Data for this exercise -
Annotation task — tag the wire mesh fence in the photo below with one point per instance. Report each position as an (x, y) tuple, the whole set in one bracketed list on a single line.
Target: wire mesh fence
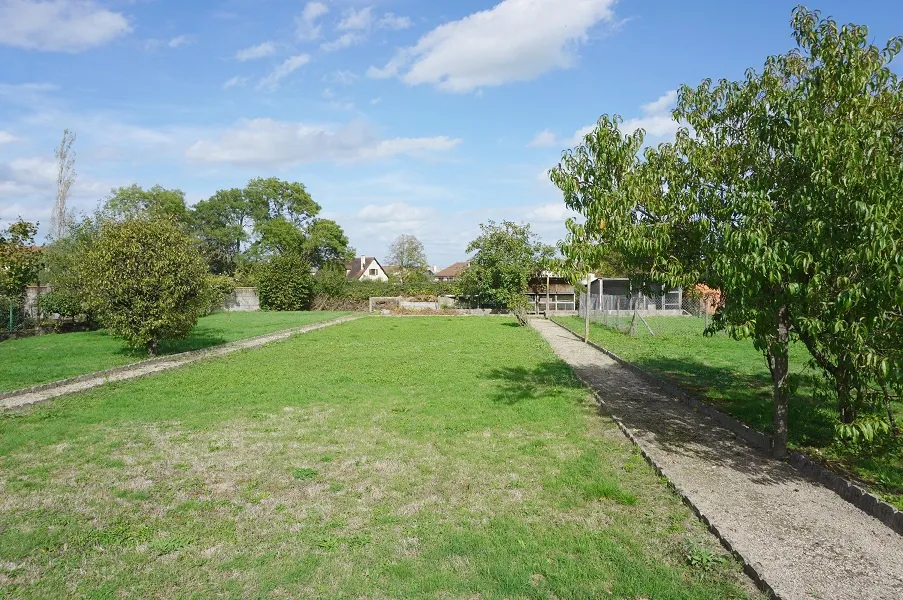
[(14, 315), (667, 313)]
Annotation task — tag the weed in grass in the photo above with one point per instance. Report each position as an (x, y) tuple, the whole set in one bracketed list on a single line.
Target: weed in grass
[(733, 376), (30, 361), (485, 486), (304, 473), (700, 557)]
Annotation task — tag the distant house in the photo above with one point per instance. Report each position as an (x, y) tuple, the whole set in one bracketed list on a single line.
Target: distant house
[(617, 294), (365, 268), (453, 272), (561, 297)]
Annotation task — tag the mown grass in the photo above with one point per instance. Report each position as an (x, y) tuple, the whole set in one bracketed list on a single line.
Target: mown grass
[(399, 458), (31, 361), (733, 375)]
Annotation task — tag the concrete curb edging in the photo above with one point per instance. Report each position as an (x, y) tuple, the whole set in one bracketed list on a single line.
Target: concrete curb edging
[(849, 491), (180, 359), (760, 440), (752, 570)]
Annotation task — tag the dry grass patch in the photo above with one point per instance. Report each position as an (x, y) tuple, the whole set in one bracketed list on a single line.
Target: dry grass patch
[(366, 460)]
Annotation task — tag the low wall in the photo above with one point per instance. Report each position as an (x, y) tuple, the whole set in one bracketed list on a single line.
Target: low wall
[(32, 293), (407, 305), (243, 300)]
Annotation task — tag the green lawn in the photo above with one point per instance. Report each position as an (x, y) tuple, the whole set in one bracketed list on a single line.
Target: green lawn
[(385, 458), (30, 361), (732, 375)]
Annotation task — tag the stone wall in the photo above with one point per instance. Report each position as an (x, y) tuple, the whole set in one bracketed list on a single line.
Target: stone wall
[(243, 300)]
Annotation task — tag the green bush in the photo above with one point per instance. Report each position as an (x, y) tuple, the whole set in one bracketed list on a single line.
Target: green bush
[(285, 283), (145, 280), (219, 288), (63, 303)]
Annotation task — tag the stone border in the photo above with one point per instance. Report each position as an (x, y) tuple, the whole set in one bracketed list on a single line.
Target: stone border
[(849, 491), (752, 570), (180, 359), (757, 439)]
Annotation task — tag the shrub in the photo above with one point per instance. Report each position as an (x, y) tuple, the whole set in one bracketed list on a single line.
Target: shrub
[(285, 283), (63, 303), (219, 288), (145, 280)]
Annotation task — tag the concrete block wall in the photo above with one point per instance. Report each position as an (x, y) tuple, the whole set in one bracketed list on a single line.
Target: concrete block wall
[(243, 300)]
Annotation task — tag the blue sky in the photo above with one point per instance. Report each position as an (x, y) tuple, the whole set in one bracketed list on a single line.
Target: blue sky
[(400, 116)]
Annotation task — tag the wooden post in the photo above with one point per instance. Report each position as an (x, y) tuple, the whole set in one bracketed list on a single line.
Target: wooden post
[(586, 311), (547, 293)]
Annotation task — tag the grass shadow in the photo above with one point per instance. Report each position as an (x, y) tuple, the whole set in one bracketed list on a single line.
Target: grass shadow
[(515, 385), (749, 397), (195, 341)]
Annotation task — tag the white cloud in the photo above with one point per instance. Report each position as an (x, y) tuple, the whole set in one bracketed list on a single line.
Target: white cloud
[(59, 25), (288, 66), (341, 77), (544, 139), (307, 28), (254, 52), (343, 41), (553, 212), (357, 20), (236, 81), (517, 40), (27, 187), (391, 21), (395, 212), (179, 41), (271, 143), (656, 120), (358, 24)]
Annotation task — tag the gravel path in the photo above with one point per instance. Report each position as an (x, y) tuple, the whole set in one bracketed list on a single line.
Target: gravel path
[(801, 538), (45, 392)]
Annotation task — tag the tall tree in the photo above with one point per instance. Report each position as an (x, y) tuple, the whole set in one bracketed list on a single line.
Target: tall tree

The request - Convert the entries above, from the start through the line containing "[(385, 458), (30, 361), (732, 375)]", into a two-column CSV with columns named instruction and points, one row per entry, with each field quoted and any line breaks replaced by spaces. Leave the pictures out.

Response to the task -
instruction,points
"Annotation task — tag the wire mesh fence in the photo below with one point per instance. Report each position as an (x, y) tuple, the whole set in one bracketed list on a single line. Target: wire mesh fence","[(14, 315), (667, 313)]"
"Annotation task — tag the weed in grass in the photo above with one point per instance. Report each position as an (x, y) tuple, the whole set in one bracketed list on a single line. Target: weed in grass","[(733, 376), (30, 361), (485, 486), (304, 473), (700, 557)]"
"Annotation task — tag the distant house in the photo above with one point per instance. Report each position as an (x, y) tuple, the whole set in one bracketed list on a single line. Target: distant house","[(617, 294), (365, 268), (453, 272), (561, 297)]"
"Annotation task — tag the mown grass in the photo above with one point per instance. Report each position as an (x, y) tuple, the whole set in one bracketed list on a single line. Target: mown grass","[(399, 458), (31, 361), (733, 375)]"
"Annotation task — tag the concrete curb edging in the photo above with one point per instance. Report each position as an (x, y) tuple, the whole set in one bracketed list on a single line. Target: concrete curb edging","[(849, 491), (180, 359), (760, 440), (752, 570)]"
"Annotation task — tag the dry grass patch in the photo above with one point per instance. Report each position as an (x, y) tuple, the whole set in one bracketed list on a single line. Target: dry grass patch","[(366, 460)]"
"Annotation task — tag the low wall in the photo above with one point per instance. Report each position as an (x, y) tuple, the whole set in one bracketed list on a single line. Target: low wall","[(32, 293), (407, 305), (243, 300)]"
"Annotation task — tag the green lawn in the photo above with one point per instance. Report each position as an (x, y) tuple, the whole set in one bracketed list on a single line. Target: green lawn","[(385, 458), (30, 361), (732, 375)]"